- **Problem description**:
Only the lines below from the one that contains "Target: clear blue sky" through the one that contains "Target: red life jacket" should appear in your answer, exact and without pictures.

- Opening Delimiter -

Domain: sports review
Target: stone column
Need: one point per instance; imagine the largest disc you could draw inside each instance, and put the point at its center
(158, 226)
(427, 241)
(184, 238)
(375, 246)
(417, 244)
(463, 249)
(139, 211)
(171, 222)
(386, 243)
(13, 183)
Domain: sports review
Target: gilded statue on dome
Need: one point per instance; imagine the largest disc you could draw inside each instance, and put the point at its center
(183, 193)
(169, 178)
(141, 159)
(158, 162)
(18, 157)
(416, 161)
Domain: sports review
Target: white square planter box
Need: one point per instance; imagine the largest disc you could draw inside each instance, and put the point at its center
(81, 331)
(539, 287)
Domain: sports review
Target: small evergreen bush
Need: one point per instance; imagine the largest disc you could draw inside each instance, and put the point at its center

- Closing Delimiter -
- Opening Delimiter -

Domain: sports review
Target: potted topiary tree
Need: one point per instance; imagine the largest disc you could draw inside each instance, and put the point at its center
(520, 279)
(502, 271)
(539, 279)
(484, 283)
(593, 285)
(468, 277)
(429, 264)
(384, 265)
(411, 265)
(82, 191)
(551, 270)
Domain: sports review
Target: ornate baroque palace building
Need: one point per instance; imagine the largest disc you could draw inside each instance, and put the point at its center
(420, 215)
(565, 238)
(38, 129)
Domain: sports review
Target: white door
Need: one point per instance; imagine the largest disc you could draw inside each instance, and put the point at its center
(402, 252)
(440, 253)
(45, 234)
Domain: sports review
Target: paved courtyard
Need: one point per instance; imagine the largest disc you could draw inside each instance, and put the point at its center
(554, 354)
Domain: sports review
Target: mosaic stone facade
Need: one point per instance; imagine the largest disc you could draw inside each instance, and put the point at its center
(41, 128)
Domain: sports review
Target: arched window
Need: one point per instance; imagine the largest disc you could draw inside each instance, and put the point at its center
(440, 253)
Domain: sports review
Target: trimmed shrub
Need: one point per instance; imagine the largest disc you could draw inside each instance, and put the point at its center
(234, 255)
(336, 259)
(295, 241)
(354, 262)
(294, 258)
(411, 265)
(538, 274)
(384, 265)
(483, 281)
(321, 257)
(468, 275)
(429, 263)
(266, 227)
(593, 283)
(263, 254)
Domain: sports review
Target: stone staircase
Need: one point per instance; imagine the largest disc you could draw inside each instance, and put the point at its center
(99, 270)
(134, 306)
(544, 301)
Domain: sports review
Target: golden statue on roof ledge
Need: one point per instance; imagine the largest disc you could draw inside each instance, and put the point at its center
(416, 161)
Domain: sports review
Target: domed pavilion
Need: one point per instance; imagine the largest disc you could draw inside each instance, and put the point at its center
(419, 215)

- Closing Delimiter -
- Opening Delimiter -

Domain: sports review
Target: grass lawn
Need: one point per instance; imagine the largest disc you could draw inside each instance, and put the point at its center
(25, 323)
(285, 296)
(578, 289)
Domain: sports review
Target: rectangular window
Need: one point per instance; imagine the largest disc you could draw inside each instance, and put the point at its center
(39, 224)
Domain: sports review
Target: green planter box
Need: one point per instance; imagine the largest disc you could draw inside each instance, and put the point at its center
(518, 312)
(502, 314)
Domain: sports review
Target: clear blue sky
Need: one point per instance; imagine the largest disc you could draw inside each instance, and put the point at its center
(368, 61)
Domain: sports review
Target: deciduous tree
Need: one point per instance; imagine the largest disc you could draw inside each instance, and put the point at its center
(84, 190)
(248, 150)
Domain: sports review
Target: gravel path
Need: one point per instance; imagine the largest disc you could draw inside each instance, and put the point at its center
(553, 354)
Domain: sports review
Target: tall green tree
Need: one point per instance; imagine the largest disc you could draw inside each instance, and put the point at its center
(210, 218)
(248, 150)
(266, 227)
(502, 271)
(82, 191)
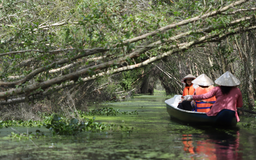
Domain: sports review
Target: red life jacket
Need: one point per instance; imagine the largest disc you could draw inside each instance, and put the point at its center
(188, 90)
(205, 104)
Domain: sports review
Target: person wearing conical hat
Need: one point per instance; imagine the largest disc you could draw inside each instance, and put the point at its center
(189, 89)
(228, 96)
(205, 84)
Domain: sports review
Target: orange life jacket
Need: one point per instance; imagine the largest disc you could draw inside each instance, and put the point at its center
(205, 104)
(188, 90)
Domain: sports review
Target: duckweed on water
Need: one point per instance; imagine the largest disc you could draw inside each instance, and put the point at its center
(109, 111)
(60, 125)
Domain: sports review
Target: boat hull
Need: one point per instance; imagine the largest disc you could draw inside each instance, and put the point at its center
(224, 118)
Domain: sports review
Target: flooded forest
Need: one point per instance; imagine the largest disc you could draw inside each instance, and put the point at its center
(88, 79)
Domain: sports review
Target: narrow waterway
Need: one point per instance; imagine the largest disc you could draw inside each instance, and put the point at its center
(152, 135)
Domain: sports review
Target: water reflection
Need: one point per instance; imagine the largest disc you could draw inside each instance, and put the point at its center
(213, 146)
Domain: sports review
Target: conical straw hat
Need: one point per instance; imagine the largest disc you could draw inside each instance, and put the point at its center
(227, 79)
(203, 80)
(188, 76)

- Closing Delimiter -

- **Solved problem**:
Target: clear blue sky
Need: one point per instance; imagine the largest disc you could draw inside each instance, and put the point at its center
(368, 61)
Domain: sports review
Target: deciduous tree
Need: one point per instance; imagine the largest disc you could draw inside each instance, and put the point at its center
(84, 190)
(248, 150)
Domain: sports review
Target: gravel path
Need: one point per instance; imagine the largest disc you could draw inside each instance, and put the point at its center
(553, 354)
Domain: sports review
Target: tall green tree
Need: one point per instance; imagine the largest disc you could draw inside each instance, and put the point at its center
(210, 218)
(248, 150)
(266, 227)
(502, 271)
(82, 191)
Domain: sports review
Target: red life jacket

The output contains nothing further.